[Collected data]
--*--
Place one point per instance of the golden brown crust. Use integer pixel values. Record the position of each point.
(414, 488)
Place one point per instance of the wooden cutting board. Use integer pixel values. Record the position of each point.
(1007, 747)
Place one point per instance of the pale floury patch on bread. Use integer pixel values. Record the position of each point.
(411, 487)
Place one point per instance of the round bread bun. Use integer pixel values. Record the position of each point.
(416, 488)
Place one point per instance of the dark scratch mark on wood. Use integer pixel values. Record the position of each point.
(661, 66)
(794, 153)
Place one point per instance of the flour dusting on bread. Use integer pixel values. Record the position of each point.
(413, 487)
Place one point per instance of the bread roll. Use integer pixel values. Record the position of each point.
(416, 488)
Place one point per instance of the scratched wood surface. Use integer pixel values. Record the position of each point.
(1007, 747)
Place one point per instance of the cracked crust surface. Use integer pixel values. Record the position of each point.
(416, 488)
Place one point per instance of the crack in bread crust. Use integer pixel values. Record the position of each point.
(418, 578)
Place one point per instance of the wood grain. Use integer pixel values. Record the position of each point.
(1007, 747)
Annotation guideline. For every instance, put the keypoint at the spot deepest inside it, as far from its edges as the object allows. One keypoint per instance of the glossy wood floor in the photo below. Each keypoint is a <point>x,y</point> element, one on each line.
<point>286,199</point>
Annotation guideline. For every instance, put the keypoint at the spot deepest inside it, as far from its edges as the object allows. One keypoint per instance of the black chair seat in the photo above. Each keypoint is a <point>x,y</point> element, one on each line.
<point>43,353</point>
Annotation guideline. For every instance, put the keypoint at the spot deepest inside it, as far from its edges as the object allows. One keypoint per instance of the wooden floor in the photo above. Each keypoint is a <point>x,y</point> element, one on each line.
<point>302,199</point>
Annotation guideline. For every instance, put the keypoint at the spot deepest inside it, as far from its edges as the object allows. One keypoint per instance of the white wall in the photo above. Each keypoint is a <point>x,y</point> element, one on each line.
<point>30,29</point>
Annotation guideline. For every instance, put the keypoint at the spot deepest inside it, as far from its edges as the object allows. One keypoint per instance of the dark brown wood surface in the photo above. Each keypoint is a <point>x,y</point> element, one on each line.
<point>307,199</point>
--*--
**Set problem**
Can you copy every entry above word for word, changing nothing?

**Exercise answer**
Place one point per instance of the golden brown crust. Use integer pixel values. Record the position of each point.
(414, 488)
Place one point per instance of the wooden cutting board. Use integer pixel values. Record the position of each point.
(1007, 747)
Place one point per instance of the pale floury patch on bread. Use integer pixel values. Record the position of each point.
(411, 487)
Place one point per instance of the round bread bun. Use integer pixel values. Record the position of each point.
(416, 488)
Place one point per instance of the dark scratch mark on wood. Use integer pixel values. Record the position of each point.
(661, 66)
(794, 153)
Place one point per instance of the flour dusting on bread. Use integer pixel values. Record the position of each point.
(413, 487)
Place one point per instance of the bread roll. Use integer pixel values. Record the position of each point.
(416, 488)
Place one point per instance of the scratched wood surface. Use integer pixel values. Record the position of each point.
(1007, 747)
Place one point per instance of the cracked crust surface. Use integer pixel values. Record the position of each point.
(416, 488)
Place one point per instance of the crack in bread crust. Use integer pixel values. Record the position of each point.
(418, 578)
Place one point per instance of the wood grain. Use integer pixel values. Record the position of each point.
(1007, 747)
Annotation guideline. For every instance, put the keypoint at the spot deepest inside it, as far from its edges as the object allows. One keypoint per instance of the glossy wood floor in the photo below. Each keypoint is a <point>x,y</point> element, one on each line.
<point>286,199</point>
Annotation guideline. For every instance, put the keypoint at the spot deepest inside it, as far from its edges as the object allows. One keypoint per instance of the black chair seat in the photo above. Each keypoint is a <point>x,y</point> element, one on each line.
<point>43,353</point>
Annotation guideline. For every instance, put the keypoint at the spot deepest inside it, as far from its edges as the object allows. One keypoint per instance of the wooden floor in the photo above. Each keypoint is a <point>x,y</point> element, one on each line.
<point>302,199</point>
Annotation guideline. For every instance, put the keypoint at the spot deepest inside it, as far from its edges as the object allows. One keypoint per instance of the white wall in the photo above. Each keypoint is a <point>x,y</point> element, one on each line.
<point>30,29</point>
Annotation guideline. For every instance, put the keypoint at the spot deepest inside it, as far from its edges as the object allows. One keypoint per instance of the dark brown wood surface in the photo above. Each keypoint is a <point>x,y</point> element, one on each line.
<point>307,199</point>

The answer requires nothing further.